• [SET PROBLEM]: Take the line containing "of the boat" and every line after it in the data below, and print them exactly as given, with nothing else.

───── INPUT ─────

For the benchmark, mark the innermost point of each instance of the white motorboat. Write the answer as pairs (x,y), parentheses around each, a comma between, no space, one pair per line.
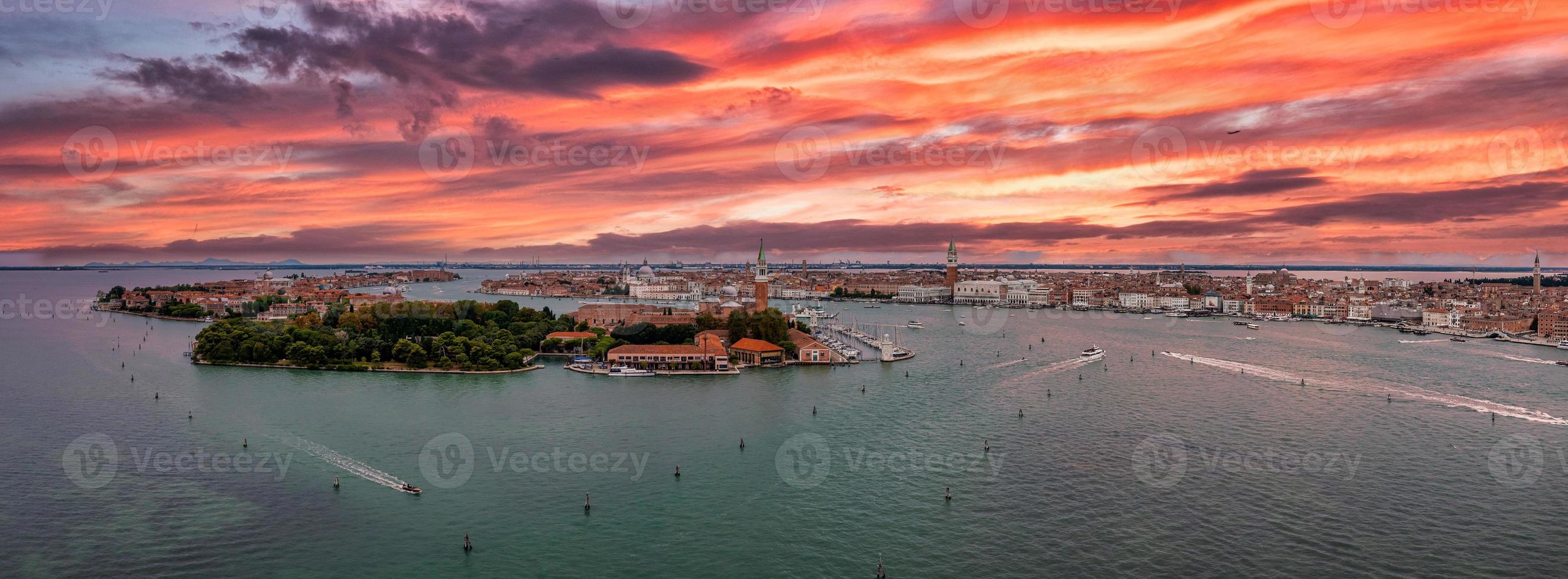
(623,371)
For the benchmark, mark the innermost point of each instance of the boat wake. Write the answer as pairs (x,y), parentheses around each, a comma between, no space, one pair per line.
(1453,401)
(1521,358)
(1005,365)
(1062,366)
(353,467)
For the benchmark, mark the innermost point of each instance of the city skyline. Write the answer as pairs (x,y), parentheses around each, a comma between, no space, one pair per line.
(1250,132)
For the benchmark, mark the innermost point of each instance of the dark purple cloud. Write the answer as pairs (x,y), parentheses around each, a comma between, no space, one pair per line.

─────

• [FULL OUTPUT]:
For the benchmark, mark the innermost point of each instance of the boat wake. Write the answer as pairs (x,y), parentheses around each, a comma between, no space, one pair per line.
(1453,401)
(1521,358)
(1005,365)
(1062,366)
(353,467)
For the benchmark, mark the innermost point of each instance of the city skyline. Write the answer as pairs (x,y), parentheses around each, a comma between, no space, one pair per line.
(1250,132)
For the benchmark, mark the innermost point of each instance of the dark purple cloud. Write the answer as pairs (x,y), parentheses around each, a comma between, no space, one pair per line.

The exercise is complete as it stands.